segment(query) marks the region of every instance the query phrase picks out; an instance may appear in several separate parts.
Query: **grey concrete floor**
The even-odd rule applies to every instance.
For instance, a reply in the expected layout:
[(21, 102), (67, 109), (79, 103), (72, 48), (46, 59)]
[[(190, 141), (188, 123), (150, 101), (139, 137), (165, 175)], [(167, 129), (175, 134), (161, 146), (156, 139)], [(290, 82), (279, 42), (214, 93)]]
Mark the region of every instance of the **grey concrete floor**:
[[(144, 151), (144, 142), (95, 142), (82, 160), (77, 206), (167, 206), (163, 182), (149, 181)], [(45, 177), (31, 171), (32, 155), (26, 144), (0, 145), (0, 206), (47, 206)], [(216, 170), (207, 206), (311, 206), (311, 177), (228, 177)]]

Your objective =>
Count the lines of the data above that contain the string "instance", treating uppercase and lowercase as different, and give only the number.

Exercise response =>
4